▸ Passage to read
◆ ◆ ◆ ◆ ◆
What GPU do you have?

Putting Bones in a Uniform Array may cause Constant-Waterfalling on pre OpenGL 4.0 GPUs.

Look at IrrlichtBAW's HardwareSkinning example and modify it to have 25x25 dwarves, I get 17fps with lighting (on Nvidia 1060 Mobile).
The problem however is that each node (out of the 625) gets its own TextureBufferObject (Texture+Buffer) which gets updated every frame, so its not fully-fully optimized yet.

Beware of comparing a full-GPU load with a empty-CPU load, this is because hundreds of thousands of vertices skinning on the CPU will be faster than all-GPU because CPU has nothing to do, as soon as you throw some CPU load (game logic, AI or physics) the balance may change.

ANOTHER NOTE: YOUR DWARVES ARE ALL IN SYNC, SO CPU SKINS ONLY 1 MESH PER FRAME AS ALL 625 NODES SHARE THE SAME MESH.

TRY HAVING THE DWARVES ANIMATE AT DIFFERENT SPEEDS!
(once I did my hardware skinning became 10x faster than CPU, especially when the meshes were off-screen out of camera's view)
http://irrlicht.sourceforge.net/forum/v ... es#p299488
devsh
Competition winner
Posts: 2057
Joined: Tue Dec 09, 2008 6:00 pm
Location: UK
Contact:

Re: Setting Bones From Matrix

Post by devsh »

Sorry, I get 135 FPS with 625 dwarves... I had the engine compiled in debug mode XD
kklouzal
Posts: 343
Joined: Sun Mar 28, 2010 8:14 pm
Location: USA - Arizona

Re: Setting Bones From Matrix

Post by kklouzal »
◆ ◆ ◆ ◆ ◆
▸ Stored data
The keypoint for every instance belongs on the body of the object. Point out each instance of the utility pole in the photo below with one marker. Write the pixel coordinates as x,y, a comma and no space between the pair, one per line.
◆ ◆ ◆ ◆ ◆
▸ Task to complete
Transcribe the part of the hardware skinning thread from "Beware of comparing" to "balance may change.", matching it word for word.

▸ Solution to this exercise
Beware of comparing a full-GPU load with a empty-CPU load, this is because hundreds of thousands of vertices skinning on the CPU will be faster than all-GPU because CPU has nothing to do, as soon as you throw some CPU load (game logic, AI or physics) the balance may change.